- [Problem requirements]: Give back all the records exactly, keeping every line whole.

Saved data entries:
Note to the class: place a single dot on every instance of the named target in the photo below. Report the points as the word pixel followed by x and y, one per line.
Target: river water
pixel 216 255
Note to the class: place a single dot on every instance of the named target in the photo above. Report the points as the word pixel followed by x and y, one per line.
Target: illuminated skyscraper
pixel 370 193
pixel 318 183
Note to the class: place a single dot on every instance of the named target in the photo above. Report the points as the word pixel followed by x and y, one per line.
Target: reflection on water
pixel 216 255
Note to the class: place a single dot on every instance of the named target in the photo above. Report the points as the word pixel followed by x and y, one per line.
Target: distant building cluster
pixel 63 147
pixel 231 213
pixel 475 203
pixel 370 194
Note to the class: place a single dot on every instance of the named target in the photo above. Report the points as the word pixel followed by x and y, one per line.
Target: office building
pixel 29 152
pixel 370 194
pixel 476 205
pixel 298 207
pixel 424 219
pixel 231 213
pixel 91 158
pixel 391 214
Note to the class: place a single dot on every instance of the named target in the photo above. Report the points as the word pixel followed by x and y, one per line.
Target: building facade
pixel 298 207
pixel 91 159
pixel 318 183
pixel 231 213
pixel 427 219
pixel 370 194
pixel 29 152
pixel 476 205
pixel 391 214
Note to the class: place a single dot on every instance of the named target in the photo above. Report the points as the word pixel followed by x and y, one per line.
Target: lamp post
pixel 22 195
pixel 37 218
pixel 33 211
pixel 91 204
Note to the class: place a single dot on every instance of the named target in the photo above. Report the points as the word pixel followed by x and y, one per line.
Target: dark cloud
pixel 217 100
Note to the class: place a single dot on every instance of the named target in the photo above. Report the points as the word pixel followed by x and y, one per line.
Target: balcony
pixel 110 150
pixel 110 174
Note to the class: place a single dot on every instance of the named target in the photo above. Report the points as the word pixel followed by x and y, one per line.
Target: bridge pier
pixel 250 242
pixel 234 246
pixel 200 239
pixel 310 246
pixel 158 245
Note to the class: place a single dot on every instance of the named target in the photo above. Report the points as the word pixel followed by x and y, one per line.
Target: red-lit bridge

- [Output]:
Note to the class: place a single dot on every instance of the named target in the photo below. Report the points as the word pixel followed by x and y, one per line.
Target: river water
pixel 216 255
Note to the class: place a single dot on every instance of the named target in the photo above. Report the points as the word pixel followed by x and y, one per line.
Target: illuminated skyscraper
pixel 370 193
pixel 318 183
Note to the class: place a single dot on every instance of the named target in the photo above. Report the points as the word pixel followed by x and y, one per line.
Target: reflection on water
pixel 216 255
Note to the class: place a single dot on every instance of the named target in the photo above. Report the points as the word pixel followed by x and y, one per line.
Target: distant building cluster
pixel 63 147
pixel 231 213
pixel 475 203
pixel 370 194
Note to the class: place a single dot on every instance of the named target in the photo above. Report the points as the word pixel followed by x and y, one per line.
Target: office building
pixel 29 152
pixel 370 194
pixel 476 205
pixel 298 207
pixel 424 219
pixel 231 213
pixel 91 158
pixel 391 214
Note to the class: place a single dot on every instance of the named target in the photo above. Report the points as the word pixel followed by x and y, one per line.
Target: building facade
pixel 298 207
pixel 91 159
pixel 318 183
pixel 231 213
pixel 427 219
pixel 370 194
pixel 29 152
pixel 476 205
pixel 391 214
Note to the class: place a single dot on every instance of the named target in the photo above. Report the points as the word pixel followed by x and y, one per line.
Target: lamp post
pixel 22 195
pixel 37 218
pixel 33 211
pixel 91 204
Note to the class: place a single dot on every instance of the named target in the photo above. Report the points as the word pixel followed by x and y, one per line.
Target: dark cloud
pixel 217 100
Note to the class: place a single dot on every instance of the named target in the photo above. Report the points as the word pixel followed by x and y, one per line.
Target: balcony
pixel 110 150
pixel 110 174
Note to the class: place a single dot on every instance of the named target in the photo above. Report the points as the word pixel followed by x and y, one per line.
Target: bridge pier
pixel 250 242
pixel 234 246
pixel 200 239
pixel 310 246
pixel 158 245
Note to the class: place a single dot on every instance of the named target in the photo above. Report the points as the word pixel followed by x and y, one per line.
Target: red-lit bridge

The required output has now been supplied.